▶ [Description of the task]
Rewrite the rows below, replacing every "rough mask" with "coarse mask" and leaving the rest unchanged. Leave the pictures out.

▶ [Entries provided]
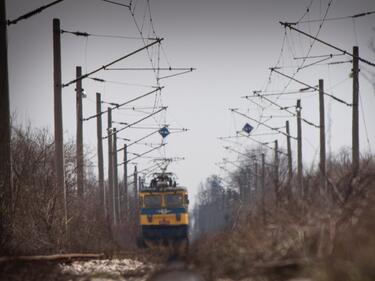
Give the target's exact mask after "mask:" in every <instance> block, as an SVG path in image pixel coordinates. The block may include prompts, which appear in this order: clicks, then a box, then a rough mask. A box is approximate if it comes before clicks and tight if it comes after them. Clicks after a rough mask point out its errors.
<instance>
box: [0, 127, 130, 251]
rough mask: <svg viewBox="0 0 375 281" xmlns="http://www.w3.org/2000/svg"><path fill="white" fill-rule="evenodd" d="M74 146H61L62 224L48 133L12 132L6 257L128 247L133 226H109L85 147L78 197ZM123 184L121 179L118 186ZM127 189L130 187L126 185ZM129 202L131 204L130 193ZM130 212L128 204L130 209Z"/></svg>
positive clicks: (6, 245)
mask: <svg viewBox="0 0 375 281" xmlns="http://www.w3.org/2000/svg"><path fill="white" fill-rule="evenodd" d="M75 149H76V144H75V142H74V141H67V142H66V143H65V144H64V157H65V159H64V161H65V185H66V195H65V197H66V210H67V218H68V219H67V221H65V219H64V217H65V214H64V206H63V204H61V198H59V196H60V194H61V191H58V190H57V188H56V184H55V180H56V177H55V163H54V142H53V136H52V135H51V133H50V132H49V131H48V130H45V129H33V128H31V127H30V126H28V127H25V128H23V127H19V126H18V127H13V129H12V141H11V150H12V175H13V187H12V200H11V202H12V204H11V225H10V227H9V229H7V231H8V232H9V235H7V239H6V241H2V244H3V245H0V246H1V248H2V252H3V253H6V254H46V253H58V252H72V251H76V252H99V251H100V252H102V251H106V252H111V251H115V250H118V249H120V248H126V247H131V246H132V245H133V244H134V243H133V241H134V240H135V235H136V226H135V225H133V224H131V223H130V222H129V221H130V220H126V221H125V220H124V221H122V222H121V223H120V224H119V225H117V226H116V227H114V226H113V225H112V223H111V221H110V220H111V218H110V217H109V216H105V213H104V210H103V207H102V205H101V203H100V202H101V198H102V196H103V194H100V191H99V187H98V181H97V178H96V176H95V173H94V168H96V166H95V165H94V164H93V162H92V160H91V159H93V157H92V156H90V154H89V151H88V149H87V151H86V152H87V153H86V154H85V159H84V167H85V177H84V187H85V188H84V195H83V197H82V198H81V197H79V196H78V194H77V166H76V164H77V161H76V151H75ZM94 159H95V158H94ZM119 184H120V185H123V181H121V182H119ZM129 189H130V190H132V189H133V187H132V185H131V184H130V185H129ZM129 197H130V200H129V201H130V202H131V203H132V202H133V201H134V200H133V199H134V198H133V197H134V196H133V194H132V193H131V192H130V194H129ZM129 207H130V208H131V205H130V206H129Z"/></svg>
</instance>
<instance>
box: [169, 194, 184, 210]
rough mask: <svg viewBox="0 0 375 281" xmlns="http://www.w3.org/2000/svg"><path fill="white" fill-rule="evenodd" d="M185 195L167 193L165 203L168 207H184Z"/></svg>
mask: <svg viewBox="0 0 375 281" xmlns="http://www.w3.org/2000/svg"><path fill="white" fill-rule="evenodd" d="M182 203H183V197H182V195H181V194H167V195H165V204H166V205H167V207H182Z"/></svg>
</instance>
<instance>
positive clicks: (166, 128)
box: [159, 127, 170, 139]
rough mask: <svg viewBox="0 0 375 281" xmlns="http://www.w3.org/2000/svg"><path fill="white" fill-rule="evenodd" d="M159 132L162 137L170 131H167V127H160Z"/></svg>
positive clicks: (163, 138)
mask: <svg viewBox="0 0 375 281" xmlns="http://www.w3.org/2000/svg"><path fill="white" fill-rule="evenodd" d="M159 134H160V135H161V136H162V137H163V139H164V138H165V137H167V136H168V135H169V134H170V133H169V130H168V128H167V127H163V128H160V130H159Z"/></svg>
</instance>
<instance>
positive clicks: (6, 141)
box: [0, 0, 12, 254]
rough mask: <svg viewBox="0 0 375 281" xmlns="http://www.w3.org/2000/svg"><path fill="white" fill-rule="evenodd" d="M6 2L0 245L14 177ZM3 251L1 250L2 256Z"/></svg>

▶ [Solved exercise]
Give the target's exact mask after "mask:" in every <instance> block, as an SVG path in image pixel coordinates. The block may include prompts, which appear in this order: clicks, then a box, then a coarse mask. A box is approximate if it comes before clicks and tight if it comes after them. Clicks after a coarse mask point out its errors.
<instance>
box: [0, 127, 130, 251]
coarse mask: <svg viewBox="0 0 375 281" xmlns="http://www.w3.org/2000/svg"><path fill="white" fill-rule="evenodd" d="M74 146H61L62 224L48 133L12 132L6 257L128 247L133 226H109L85 147L78 197ZM123 184L121 179L118 186ZM127 189L130 187L126 185ZM129 202L131 204L130 193ZM130 212L128 204L130 209Z"/></svg>
positive clicks: (6, 245)
mask: <svg viewBox="0 0 375 281" xmlns="http://www.w3.org/2000/svg"><path fill="white" fill-rule="evenodd" d="M75 149H76V144H75V142H74V141H67V142H66V143H65V144H64V157H65V159H64V161H65V185H66V195H65V197H66V210H67V218H68V219H67V221H65V219H64V217H65V214H64V206H63V204H61V198H59V196H60V194H61V191H58V190H57V188H56V184H55V180H56V177H55V163H54V142H53V136H52V135H51V133H50V132H49V131H48V130H45V129H33V128H31V127H30V126H28V127H25V128H23V127H19V126H18V127H13V129H12V141H11V150H12V175H13V187H12V200H11V202H12V204H11V225H10V227H9V229H7V231H8V232H9V235H7V239H6V241H2V244H3V245H0V246H1V248H2V252H3V253H6V254H46V253H58V252H72V251H76V252H99V251H100V252H102V251H106V252H111V251H115V250H118V249H120V248H126V247H131V246H132V245H133V244H134V243H133V241H134V240H135V235H136V226H135V225H133V224H131V223H130V222H129V221H130V220H126V221H125V220H124V221H122V222H121V223H120V224H119V225H117V226H116V227H114V226H113V225H112V223H111V221H110V220H111V218H110V217H109V216H105V213H104V210H103V207H102V205H101V203H100V202H101V198H102V196H103V194H100V191H99V187H98V181H97V178H96V176H95V173H94V168H96V166H95V165H94V164H93V162H92V160H91V159H93V157H92V156H90V154H89V151H88V149H87V151H86V152H87V153H86V154H85V159H84V167H85V177H84V187H85V188H84V195H83V197H82V198H81V197H79V196H78V194H77V166H76V164H77V161H76V151H75ZM94 159H95V158H94ZM119 184H120V185H123V181H121V182H119ZM129 189H130V190H132V189H133V187H132V185H131V184H130V185H129ZM129 197H130V200H129V201H130V202H131V203H132V202H133V201H134V200H133V199H134V198H133V197H134V196H133V194H132V193H131V192H130V194H129ZM129 207H130V208H131V205H130V206H129Z"/></svg>
</instance>
<instance>
box: [169, 194, 184, 210]
coarse mask: <svg viewBox="0 0 375 281" xmlns="http://www.w3.org/2000/svg"><path fill="white" fill-rule="evenodd" d="M185 195L167 193L165 203L168 207H184Z"/></svg>
mask: <svg viewBox="0 0 375 281" xmlns="http://www.w3.org/2000/svg"><path fill="white" fill-rule="evenodd" d="M182 203H183V197H182V195H181V194H167V195H165V204H166V205H167V207H182Z"/></svg>
</instance>
<instance>
positive clicks: (166, 128)
box: [159, 127, 170, 139]
coarse mask: <svg viewBox="0 0 375 281" xmlns="http://www.w3.org/2000/svg"><path fill="white" fill-rule="evenodd" d="M159 132L162 137L170 131H167V127H160Z"/></svg>
positive clicks: (163, 138)
mask: <svg viewBox="0 0 375 281" xmlns="http://www.w3.org/2000/svg"><path fill="white" fill-rule="evenodd" d="M159 134H160V135H161V136H162V137H163V139H164V138H165V137H167V136H168V135H169V134H170V133H169V130H168V128H167V127H163V128H160V130H159Z"/></svg>
</instance>
<instance>
positive clicks: (6, 141)
box: [0, 0, 12, 254]
coarse mask: <svg viewBox="0 0 375 281" xmlns="http://www.w3.org/2000/svg"><path fill="white" fill-rule="evenodd" d="M6 2L0 245L14 177ZM3 251L1 250L2 256Z"/></svg>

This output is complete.